──────── DOCUMENT EXCERPT

The present disclosure relates generally to patient procedure scheduling, and, more particularly, to self-updating procedure duration estimation for patient scheduling.
Healthcare delivery institutions are business systems that can be designed and operated to achieve their stated missions robustly. As is the case with other business systems, such as those designed to provide services and manufactured goods, there are benefits to managing variation such that the stake-holders within these business systems can focus more fully on the value added core processes that achieve the stated mission and less on activity responding to variations such as emergency procedures, regular medical interventions, delays, accelerations, backups, underutilized assets, unplanned overtime by staff and stock outs of material, equipment, people and space that are impacted in the course of delivering healthcare.
Currently, clinical process decisions have historically relied on the art of understanding symptoms and diagnosing causality much in alignment with the practice of the medical diagnosis arts. In an ever-evolving environment, judgment and experientially-developed mental models are utilized by the healthcare providers to utilize the information currently at hand to make decisions. Presented with similar data, the decision made from one caregiver to another typically exhibits a variation. Presented with partial information, which is the byproduct of being organized in functional departments, specialties, roles and by the nature of having partial and/or current or dated information availability on hand—clinical process decisions vary widely and typically are locally focused for lack of a systems view upstream and downstream of the decision point.

────────────────
──────── RECORDED INFORMATION

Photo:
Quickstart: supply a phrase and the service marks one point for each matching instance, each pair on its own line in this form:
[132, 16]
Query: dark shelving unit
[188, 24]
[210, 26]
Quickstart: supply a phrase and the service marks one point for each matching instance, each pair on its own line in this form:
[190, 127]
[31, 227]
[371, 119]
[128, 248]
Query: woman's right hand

────────────────

Please continue the passage on patient procedure scheduling from its final sentence, writing the next part of that text and not the material.

### [OUTPUT]
As a hospital processes care plans on an increasing patient load, these variations in medical condition and selected treatment plans disrupt the schedules of doctors, nurses and assets such as rooms and equipment. If there is protective capacity in these schedules and staff, the providers of care can manage variation while maintaining care quality. When randomness and interdependencies exceed the ability to serve, care providers are forced to make choices amongst poor alternative options; some one or some thing is going to be bottlenecked or overextended. Delays, queues, overtime, burnout and emotional decision making characterize systems that are over-taxed or beyond their ability to perform.
Typically, each procedure in a clinical information system, such as a radiology information system, is assigned a static duration (usually in minutes) set by a system administrator that determines the default estimate length of the procedure and the amount of time the procedure takes up on the scheduling grid. This information is used during the scheduling process to record procedure duration in the schedule. This approach to scheduling can create either under utilization of resources or risk patient safety and/or service satisfaction due to over utilization of resources at least in part in view of the variations and complications discussed above.